___ RECORDS FOR THE TASK

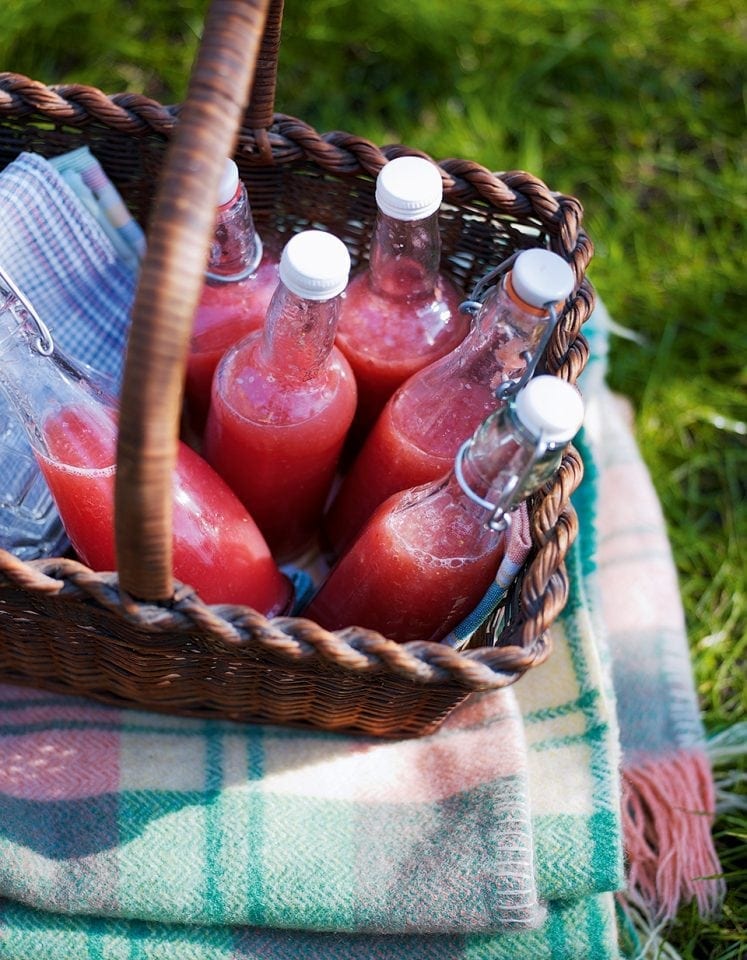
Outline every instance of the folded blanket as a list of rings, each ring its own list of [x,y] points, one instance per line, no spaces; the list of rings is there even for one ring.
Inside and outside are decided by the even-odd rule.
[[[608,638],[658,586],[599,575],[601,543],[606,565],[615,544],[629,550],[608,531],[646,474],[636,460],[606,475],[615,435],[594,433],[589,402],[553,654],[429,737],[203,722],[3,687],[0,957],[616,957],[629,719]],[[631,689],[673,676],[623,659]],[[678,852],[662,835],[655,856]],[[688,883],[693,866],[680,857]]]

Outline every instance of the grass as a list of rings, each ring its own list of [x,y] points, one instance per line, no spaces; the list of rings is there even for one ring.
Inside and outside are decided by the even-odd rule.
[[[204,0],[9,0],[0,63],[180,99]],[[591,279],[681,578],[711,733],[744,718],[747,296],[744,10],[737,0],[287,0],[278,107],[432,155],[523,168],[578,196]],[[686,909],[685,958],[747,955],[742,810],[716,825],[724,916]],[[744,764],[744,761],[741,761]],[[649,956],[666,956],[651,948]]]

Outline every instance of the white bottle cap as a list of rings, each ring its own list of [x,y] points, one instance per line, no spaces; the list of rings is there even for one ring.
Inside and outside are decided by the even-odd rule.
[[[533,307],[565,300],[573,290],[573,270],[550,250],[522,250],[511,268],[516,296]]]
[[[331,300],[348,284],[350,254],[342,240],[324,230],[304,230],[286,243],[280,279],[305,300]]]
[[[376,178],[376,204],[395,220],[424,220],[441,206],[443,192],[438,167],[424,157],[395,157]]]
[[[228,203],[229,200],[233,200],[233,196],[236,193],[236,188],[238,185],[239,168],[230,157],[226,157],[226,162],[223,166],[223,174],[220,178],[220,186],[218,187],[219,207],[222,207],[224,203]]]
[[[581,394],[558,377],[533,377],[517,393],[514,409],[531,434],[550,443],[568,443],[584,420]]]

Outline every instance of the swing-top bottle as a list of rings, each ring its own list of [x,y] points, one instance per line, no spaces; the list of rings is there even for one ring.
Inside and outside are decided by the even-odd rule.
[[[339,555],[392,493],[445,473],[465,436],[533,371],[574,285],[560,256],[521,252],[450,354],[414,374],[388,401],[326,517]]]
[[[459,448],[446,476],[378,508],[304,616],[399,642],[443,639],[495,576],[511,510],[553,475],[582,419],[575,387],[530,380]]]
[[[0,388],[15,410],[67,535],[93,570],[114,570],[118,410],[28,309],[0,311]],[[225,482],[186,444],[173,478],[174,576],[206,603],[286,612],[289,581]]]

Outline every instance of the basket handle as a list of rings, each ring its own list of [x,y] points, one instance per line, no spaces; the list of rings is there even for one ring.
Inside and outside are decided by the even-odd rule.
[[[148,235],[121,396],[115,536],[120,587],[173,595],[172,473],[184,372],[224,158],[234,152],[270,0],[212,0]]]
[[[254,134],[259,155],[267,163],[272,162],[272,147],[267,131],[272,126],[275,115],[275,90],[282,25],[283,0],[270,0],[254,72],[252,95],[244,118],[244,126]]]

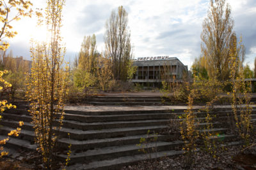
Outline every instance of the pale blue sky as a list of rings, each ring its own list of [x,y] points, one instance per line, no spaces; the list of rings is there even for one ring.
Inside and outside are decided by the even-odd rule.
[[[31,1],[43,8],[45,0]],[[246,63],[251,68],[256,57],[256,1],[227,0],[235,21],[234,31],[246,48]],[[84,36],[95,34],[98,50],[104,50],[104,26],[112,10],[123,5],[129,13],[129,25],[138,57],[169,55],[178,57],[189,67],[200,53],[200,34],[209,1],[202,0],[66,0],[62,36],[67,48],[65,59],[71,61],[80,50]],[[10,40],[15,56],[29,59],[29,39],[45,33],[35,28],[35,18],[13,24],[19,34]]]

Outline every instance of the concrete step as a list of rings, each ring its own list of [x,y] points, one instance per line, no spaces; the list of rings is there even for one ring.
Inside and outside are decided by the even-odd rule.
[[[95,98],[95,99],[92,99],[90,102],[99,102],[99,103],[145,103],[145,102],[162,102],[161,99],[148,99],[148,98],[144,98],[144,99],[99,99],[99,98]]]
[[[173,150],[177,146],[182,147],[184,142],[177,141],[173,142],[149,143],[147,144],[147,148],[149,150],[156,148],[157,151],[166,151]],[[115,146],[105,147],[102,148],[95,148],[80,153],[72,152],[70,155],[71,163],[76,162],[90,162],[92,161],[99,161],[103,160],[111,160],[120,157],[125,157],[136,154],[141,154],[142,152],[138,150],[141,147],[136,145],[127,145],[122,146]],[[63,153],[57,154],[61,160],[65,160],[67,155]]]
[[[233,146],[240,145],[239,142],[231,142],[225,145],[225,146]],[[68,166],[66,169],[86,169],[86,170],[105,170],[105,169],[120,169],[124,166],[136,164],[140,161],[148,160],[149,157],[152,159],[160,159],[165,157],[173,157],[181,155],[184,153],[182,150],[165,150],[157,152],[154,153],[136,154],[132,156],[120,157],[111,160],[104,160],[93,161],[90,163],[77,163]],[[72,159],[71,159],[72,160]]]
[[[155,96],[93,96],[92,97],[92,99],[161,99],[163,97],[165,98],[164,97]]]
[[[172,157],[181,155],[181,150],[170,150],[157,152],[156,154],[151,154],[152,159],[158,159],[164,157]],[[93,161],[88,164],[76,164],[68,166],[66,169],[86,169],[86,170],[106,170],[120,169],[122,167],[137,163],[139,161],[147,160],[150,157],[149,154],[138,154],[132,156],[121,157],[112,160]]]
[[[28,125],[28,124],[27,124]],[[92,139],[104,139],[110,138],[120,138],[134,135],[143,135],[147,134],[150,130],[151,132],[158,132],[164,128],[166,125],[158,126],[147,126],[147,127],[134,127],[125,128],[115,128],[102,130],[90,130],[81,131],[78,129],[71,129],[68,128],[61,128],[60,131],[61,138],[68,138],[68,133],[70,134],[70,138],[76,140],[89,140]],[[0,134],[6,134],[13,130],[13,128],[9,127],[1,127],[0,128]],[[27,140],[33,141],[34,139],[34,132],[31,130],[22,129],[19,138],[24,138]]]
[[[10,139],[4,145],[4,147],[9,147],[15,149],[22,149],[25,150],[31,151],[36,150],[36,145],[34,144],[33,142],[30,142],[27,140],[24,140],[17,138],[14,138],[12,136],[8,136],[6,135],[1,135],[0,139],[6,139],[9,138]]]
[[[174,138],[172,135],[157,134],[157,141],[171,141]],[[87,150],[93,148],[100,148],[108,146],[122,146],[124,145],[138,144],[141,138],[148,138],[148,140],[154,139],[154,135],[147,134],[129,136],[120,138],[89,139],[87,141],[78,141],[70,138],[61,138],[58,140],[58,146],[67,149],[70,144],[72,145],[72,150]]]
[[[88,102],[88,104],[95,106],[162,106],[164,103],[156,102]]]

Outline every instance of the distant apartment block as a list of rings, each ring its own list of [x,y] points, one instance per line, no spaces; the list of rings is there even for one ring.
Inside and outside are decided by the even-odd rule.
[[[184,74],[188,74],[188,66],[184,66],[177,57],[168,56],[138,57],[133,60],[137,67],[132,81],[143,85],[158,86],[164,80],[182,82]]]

______
___ RECORDS FOR THE TASK

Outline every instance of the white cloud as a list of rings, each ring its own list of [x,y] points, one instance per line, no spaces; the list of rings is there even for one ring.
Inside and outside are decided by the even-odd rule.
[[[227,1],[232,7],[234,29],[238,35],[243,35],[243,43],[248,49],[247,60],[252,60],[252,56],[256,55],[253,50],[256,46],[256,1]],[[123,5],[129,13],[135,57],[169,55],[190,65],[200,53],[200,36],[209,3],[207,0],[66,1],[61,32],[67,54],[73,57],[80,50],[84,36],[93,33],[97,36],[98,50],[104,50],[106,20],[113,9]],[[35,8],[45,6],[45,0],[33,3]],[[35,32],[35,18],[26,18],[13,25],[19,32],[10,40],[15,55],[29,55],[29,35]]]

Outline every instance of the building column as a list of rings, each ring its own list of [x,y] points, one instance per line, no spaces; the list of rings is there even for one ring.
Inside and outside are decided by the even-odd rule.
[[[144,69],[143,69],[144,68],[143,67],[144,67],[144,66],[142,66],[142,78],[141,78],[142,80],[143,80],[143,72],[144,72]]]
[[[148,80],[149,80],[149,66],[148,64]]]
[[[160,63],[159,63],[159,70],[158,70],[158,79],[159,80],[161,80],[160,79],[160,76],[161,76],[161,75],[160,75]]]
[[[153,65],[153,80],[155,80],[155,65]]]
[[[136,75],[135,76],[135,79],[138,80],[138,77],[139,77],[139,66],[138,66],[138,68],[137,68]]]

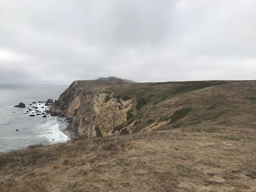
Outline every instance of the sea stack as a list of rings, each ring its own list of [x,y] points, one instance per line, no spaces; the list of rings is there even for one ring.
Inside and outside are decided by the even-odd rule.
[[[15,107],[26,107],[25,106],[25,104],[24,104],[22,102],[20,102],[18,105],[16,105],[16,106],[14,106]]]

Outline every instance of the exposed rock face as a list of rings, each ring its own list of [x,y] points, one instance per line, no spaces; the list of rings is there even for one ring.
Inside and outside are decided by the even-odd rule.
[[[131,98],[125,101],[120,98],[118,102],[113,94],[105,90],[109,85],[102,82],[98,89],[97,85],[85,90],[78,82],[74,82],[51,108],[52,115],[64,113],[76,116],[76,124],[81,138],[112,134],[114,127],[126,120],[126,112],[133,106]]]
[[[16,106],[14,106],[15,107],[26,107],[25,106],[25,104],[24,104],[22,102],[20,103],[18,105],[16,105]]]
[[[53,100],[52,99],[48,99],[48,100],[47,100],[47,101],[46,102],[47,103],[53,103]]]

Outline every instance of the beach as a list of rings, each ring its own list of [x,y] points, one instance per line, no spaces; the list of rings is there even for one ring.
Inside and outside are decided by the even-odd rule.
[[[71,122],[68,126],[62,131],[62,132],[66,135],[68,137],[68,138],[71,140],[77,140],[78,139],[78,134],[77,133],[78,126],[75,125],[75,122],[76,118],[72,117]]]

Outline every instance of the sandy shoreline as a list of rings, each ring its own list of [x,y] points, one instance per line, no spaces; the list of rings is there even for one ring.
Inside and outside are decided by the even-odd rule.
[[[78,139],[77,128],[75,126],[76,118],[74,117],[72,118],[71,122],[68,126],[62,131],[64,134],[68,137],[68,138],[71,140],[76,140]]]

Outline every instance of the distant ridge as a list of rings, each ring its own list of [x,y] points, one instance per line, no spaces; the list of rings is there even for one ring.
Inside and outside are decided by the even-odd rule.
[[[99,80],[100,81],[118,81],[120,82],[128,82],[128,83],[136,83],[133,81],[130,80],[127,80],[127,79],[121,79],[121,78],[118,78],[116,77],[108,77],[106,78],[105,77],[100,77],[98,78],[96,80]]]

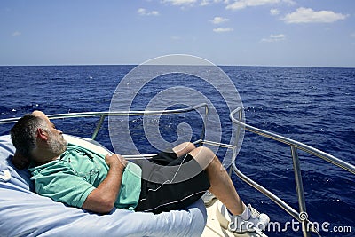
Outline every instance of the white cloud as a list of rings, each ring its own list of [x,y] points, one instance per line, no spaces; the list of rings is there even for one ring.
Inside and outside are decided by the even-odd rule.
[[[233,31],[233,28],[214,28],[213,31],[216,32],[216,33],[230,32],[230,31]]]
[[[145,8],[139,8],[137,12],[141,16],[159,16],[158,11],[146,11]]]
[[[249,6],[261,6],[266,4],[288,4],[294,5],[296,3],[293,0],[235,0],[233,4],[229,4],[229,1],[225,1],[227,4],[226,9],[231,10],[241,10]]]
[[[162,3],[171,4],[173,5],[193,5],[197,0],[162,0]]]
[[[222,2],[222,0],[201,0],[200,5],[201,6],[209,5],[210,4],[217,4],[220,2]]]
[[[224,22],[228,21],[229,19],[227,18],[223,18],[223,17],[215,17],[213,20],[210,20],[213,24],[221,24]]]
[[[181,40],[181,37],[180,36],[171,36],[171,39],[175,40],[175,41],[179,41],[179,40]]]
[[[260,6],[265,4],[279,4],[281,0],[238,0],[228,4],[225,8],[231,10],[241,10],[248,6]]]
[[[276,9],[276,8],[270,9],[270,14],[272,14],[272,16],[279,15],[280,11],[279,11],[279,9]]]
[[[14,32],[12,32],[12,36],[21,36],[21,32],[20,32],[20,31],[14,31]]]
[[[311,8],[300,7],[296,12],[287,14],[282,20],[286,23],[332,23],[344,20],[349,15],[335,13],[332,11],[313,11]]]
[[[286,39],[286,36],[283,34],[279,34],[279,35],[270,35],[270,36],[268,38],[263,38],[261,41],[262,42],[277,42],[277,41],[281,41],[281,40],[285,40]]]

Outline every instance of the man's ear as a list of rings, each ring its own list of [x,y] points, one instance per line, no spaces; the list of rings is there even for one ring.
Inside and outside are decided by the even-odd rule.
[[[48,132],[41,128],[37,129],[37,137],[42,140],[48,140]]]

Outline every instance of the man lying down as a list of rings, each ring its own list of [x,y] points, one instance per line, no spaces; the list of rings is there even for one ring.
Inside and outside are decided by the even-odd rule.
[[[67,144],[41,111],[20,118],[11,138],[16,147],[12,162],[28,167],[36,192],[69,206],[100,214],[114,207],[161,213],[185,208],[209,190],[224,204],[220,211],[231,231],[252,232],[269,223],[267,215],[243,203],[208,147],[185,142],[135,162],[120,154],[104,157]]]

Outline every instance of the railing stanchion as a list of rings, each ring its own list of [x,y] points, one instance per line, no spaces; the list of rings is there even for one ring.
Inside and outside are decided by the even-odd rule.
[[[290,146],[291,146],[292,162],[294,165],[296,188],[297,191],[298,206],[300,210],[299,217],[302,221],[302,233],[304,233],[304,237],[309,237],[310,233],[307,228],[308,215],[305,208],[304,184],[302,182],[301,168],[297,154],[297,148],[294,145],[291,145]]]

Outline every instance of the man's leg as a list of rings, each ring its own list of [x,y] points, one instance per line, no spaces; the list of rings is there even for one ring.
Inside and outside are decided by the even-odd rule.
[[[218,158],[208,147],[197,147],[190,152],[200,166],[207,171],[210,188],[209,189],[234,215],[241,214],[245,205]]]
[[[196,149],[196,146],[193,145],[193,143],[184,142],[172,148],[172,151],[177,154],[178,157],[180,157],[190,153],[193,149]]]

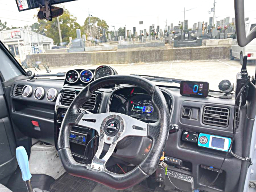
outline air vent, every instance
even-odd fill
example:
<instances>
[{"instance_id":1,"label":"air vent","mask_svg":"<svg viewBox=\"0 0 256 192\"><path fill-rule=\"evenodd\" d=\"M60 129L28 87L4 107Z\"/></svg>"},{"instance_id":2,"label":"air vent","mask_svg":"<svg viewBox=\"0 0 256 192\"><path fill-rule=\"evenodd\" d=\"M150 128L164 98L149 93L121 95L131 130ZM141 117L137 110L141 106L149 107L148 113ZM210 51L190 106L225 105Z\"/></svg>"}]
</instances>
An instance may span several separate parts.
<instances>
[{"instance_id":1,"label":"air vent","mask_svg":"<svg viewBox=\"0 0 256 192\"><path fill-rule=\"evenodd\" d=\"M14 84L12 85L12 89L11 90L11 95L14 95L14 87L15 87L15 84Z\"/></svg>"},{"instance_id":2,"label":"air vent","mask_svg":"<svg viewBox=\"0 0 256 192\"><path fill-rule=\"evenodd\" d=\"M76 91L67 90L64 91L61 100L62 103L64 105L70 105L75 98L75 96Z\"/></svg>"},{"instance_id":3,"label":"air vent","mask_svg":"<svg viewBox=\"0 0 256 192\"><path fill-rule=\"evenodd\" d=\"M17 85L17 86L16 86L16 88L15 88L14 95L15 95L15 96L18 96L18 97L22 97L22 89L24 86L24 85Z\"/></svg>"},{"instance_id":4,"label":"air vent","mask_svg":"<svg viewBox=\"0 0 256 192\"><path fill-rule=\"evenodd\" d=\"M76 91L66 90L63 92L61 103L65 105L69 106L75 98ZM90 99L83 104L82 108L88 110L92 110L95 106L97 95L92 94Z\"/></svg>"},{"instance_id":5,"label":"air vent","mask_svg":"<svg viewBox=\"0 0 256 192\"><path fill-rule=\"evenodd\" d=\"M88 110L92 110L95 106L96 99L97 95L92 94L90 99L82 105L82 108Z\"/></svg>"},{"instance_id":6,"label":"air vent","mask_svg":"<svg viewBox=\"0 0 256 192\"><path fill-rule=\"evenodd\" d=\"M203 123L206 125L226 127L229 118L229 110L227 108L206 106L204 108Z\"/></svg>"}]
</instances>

______

WORK INSTRUCTIONS>
Convert the part that opens with the line containing "Outline every instance of the man's ear" and closes with the line containing "[[[48,132],[41,128],[37,129],[37,137],[42,140],[48,140]]]", both included, into a Markdown table with the columns No. and Text. Give one row per line and skip any blank lines.

THE RESULT>
| No. | Text |
|---|---|
| 1 | Outline every instance of the man's ear as a list of rings, each ring its own list of [x,y] points, one instance per line, no spaces; the list of rings is there even for one ring. |
| 2 | Inside and outside are decided by the even-odd rule. |
| 3 | [[[48,132],[41,128],[37,129],[37,137],[42,140],[48,140]]] |